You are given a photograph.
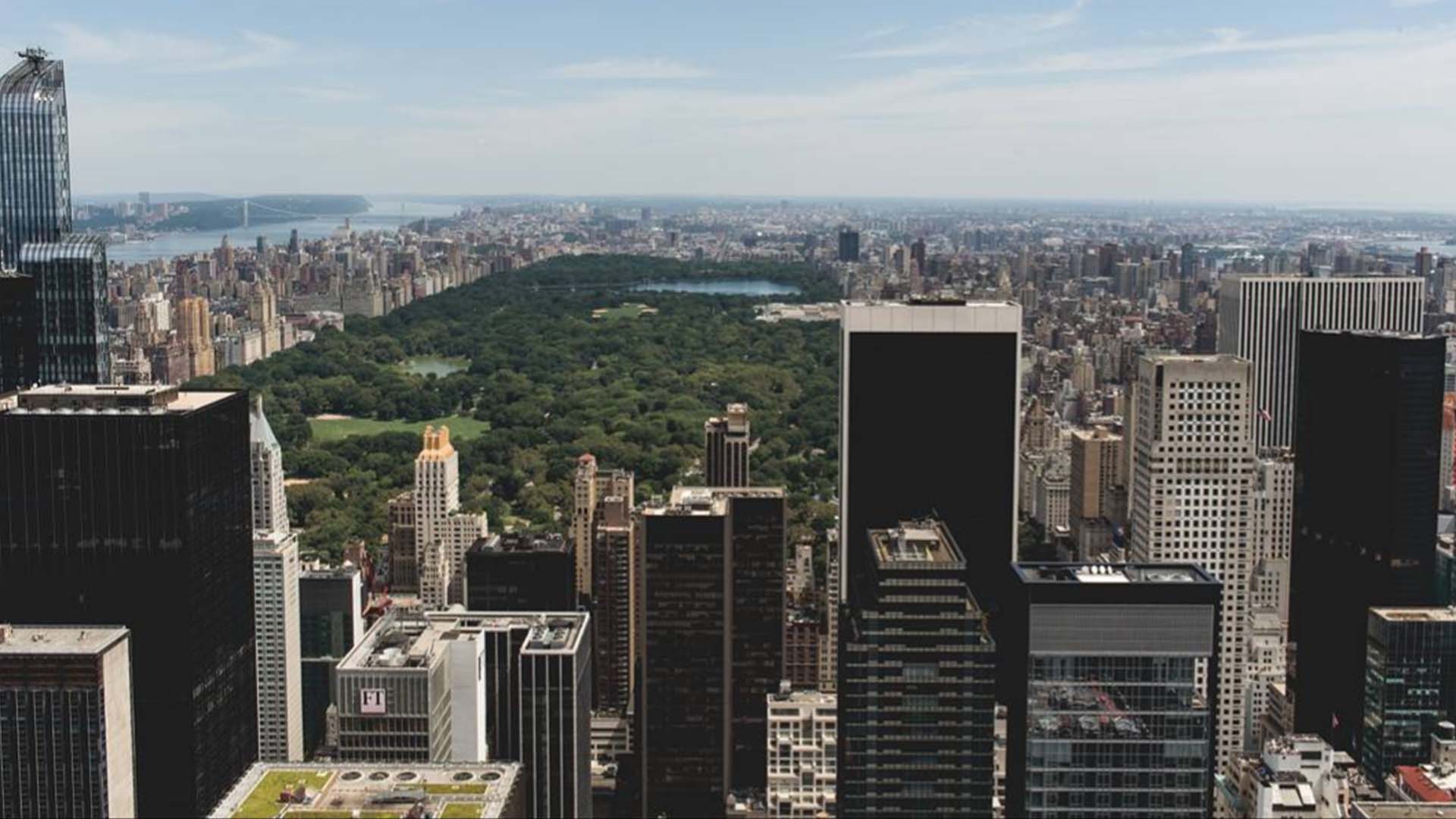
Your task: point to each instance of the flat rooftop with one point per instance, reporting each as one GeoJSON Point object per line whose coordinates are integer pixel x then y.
{"type": "Point", "coordinates": [115, 398]}
{"type": "Point", "coordinates": [476, 790]}
{"type": "Point", "coordinates": [1417, 614]}
{"type": "Point", "coordinates": [17, 640]}
{"type": "Point", "coordinates": [1110, 573]}
{"type": "Point", "coordinates": [915, 542]}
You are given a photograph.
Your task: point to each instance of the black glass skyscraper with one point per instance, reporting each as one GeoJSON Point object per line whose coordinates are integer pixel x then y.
{"type": "Point", "coordinates": [130, 506]}
{"type": "Point", "coordinates": [918, 689]}
{"type": "Point", "coordinates": [520, 573]}
{"type": "Point", "coordinates": [711, 634]}
{"type": "Point", "coordinates": [36, 165]}
{"type": "Point", "coordinates": [1366, 442]}
{"type": "Point", "coordinates": [1106, 716]}
{"type": "Point", "coordinates": [71, 308]}
{"type": "Point", "coordinates": [61, 334]}
{"type": "Point", "coordinates": [929, 398]}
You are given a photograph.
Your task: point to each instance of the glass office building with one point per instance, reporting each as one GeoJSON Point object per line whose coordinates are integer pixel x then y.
{"type": "Point", "coordinates": [1110, 717]}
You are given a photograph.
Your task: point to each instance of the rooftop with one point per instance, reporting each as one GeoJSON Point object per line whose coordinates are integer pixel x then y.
{"type": "Point", "coordinates": [114, 400]}
{"type": "Point", "coordinates": [17, 640]}
{"type": "Point", "coordinates": [1427, 614]}
{"type": "Point", "coordinates": [915, 542]}
{"type": "Point", "coordinates": [1110, 573]}
{"type": "Point", "coordinates": [370, 790]}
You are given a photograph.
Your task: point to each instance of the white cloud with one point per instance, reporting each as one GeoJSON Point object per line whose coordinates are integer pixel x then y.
{"type": "Point", "coordinates": [331, 93]}
{"type": "Point", "coordinates": [168, 53]}
{"type": "Point", "coordinates": [653, 69]}
{"type": "Point", "coordinates": [981, 34]}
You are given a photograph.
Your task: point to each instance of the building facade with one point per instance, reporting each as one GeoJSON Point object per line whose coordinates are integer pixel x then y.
{"type": "Point", "coordinates": [66, 722]}
{"type": "Point", "coordinates": [1261, 316]}
{"type": "Point", "coordinates": [265, 458]}
{"type": "Point", "coordinates": [1109, 716]}
{"type": "Point", "coordinates": [520, 573]}
{"type": "Point", "coordinates": [726, 447]}
{"type": "Point", "coordinates": [962, 430]}
{"type": "Point", "coordinates": [159, 475]}
{"type": "Point", "coordinates": [331, 621]}
{"type": "Point", "coordinates": [918, 682]}
{"type": "Point", "coordinates": [1193, 477]}
{"type": "Point", "coordinates": [1410, 686]}
{"type": "Point", "coordinates": [802, 754]}
{"type": "Point", "coordinates": [1365, 509]}
{"type": "Point", "coordinates": [280, 664]}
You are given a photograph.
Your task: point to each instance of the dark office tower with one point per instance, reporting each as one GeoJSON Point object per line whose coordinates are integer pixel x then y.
{"type": "Point", "coordinates": [726, 447]}
{"type": "Point", "coordinates": [1107, 717]}
{"type": "Point", "coordinates": [711, 613]}
{"type": "Point", "coordinates": [331, 621]}
{"type": "Point", "coordinates": [19, 357]}
{"type": "Point", "coordinates": [520, 573]}
{"type": "Point", "coordinates": [71, 308]}
{"type": "Point", "coordinates": [1410, 686]}
{"type": "Point", "coordinates": [130, 506]}
{"type": "Point", "coordinates": [613, 599]}
{"type": "Point", "coordinates": [918, 435]}
{"type": "Point", "coordinates": [36, 165]}
{"type": "Point", "coordinates": [918, 689]}
{"type": "Point", "coordinates": [1366, 441]}
{"type": "Point", "coordinates": [66, 722]}
{"type": "Point", "coordinates": [848, 245]}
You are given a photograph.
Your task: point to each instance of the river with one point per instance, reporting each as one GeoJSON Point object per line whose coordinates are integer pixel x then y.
{"type": "Point", "coordinates": [382, 216]}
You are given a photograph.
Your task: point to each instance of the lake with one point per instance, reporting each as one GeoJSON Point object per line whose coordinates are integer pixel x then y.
{"type": "Point", "coordinates": [382, 216]}
{"type": "Point", "coordinates": [721, 287]}
{"type": "Point", "coordinates": [433, 366]}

---------------

### Task
Report every line of the entries above that contains the string "office", copying each line in full. Case counts.

### Exercise response
Your task: point to each instance of the glass office building with one point per instance, reporting each as one GeoJSON Point object per line whose coordinates are integer pixel x then y.
Your task: point to each instance of the dark office tower with one point per instance, reporting each as one GeoJSON Point object per line whose coordinates are integer pixel x then y.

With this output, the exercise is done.